____ Provided records

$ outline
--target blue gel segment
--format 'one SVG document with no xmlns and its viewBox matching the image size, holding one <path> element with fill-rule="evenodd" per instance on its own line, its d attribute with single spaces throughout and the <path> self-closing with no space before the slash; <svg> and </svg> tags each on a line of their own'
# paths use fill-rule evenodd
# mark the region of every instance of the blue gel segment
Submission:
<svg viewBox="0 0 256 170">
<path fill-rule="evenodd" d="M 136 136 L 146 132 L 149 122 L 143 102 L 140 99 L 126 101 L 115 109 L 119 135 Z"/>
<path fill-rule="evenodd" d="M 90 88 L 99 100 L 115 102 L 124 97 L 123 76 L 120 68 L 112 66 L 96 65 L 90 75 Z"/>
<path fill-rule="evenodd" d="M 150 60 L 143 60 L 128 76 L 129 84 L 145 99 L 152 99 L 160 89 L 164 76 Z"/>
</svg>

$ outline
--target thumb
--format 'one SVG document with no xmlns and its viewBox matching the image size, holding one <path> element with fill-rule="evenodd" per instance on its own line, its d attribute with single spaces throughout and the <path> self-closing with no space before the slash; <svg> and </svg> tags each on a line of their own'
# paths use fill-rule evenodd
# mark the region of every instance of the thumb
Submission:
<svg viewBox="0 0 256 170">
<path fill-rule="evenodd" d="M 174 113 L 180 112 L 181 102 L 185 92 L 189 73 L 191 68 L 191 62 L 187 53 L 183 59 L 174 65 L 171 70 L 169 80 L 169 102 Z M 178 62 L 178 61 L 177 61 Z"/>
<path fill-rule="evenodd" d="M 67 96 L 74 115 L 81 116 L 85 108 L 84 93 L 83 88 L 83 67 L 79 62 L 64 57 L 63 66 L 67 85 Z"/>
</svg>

________

● **Instructions for the task**:
Could you retype all of the material above line for line, leaving every character unchanged?

● **Solution to this exercise**:
$ outline
--target blue gel segment
--format 'one SVG document with no xmlns and its viewBox matching the image size, holding one <path> element with fill-rule="evenodd" per instance on its own line, its d attribute with single spaces throughout and the <path> self-closing with no space before the slash; <svg> and </svg> tags each on a line of their own'
# paths use fill-rule evenodd
# mark the region of every instance of the blue gel segment
Submission:
<svg viewBox="0 0 256 170">
<path fill-rule="evenodd" d="M 136 136 L 146 132 L 149 122 L 143 102 L 140 99 L 126 101 L 115 109 L 119 135 Z"/>
<path fill-rule="evenodd" d="M 90 88 L 99 100 L 115 102 L 124 97 L 123 76 L 120 68 L 112 66 L 96 65 L 90 75 Z"/>
<path fill-rule="evenodd" d="M 150 60 L 143 60 L 128 76 L 129 84 L 145 99 L 152 99 L 160 89 L 164 76 Z"/>
</svg>

$ outline
--target thumb
--format 'one SVG document with no xmlns and its viewBox matching the image size, holding one <path> element with fill-rule="evenodd" per instance on its own line, its d attribute with single spaces throughout and the <path> self-closing with no space before the slash; <svg> and </svg> tags each on a line of their own'
# paths use fill-rule evenodd
# mark the region of every instance of the thumb
Submission:
<svg viewBox="0 0 256 170">
<path fill-rule="evenodd" d="M 174 113 L 180 112 L 181 102 L 185 92 L 189 73 L 191 68 L 191 62 L 187 53 L 183 59 L 174 65 L 171 70 L 169 80 L 169 102 Z M 178 62 L 178 61 L 177 61 Z"/>
<path fill-rule="evenodd" d="M 67 96 L 74 115 L 81 116 L 85 108 L 84 93 L 83 88 L 83 67 L 79 62 L 64 57 L 63 66 L 67 85 Z"/>
</svg>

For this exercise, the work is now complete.